**YOUR GOAL:** Render the listing below as a JSON list of strings with one string per line, skipping any blank lines.

**ITEMS:**
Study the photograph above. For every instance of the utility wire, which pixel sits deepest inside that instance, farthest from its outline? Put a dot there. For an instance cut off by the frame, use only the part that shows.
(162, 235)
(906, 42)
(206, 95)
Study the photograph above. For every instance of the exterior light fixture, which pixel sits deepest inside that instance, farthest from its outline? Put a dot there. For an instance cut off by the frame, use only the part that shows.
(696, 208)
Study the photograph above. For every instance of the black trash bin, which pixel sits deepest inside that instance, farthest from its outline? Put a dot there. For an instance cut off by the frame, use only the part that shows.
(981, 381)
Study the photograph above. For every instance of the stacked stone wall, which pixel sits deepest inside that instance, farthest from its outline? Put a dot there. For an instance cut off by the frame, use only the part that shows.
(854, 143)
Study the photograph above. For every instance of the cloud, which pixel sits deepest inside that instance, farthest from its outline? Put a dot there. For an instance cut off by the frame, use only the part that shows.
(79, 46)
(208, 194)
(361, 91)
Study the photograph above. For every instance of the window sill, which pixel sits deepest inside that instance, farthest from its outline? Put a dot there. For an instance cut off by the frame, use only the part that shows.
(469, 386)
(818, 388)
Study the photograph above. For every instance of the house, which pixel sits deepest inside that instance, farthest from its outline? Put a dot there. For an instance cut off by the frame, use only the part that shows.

**THE REPLY:**
[
  "Study the photograph above. For every instance of the utility wire, which pixel sits deepest inside that instance, farthest from its outline? Put a dot there. For an instance cut off by the frame, use only the part that shows.",
  "(162, 235)",
  "(906, 42)",
  "(206, 95)",
  "Study the photograph above. For every instance of the exterior light fixture, which pixel sits deepest inside that instance, farthest from its outline? Put a dot there. For an instance cut off by the frame, use only the part that shows.",
  "(696, 208)",
  "Study the photograph above. For every instance of the black trash bin, which pixel sits deepest inside that instance, farthest from its outline? Put a dot there. For an instance cut off by the frame, use only the part that shows.",
  "(981, 381)",
  "Study the photograph above. For every instance of the stacked stone wall, which pixel sits deepest inside that instance, farthest from its outline? Put a dot there. For an instance cut off by the frame, use only the part that shows.",
  "(854, 143)",
  "Study the photograph above. For every instance of the cloud, which pixel sits deepest inside that instance, farthest from its outline? Put a dot there. For an instance cut off by the frame, use only the part that shows.",
  "(79, 46)",
  "(208, 194)",
  "(361, 91)",
  "Study the photograph above. For every instance of the window sill, which pixel sits deepest inside that instance, farthest from its outline? Put a dot there. For an instance cut off by the frame, use only the part that shows.",
  "(469, 386)",
  "(818, 388)",
  "Study the photograph above. For every instance of the house, which pixel sits deepest inside that instance, farthest from its outline? Put a dot there. For an instance cut off by the frame, use only the part that shows."
]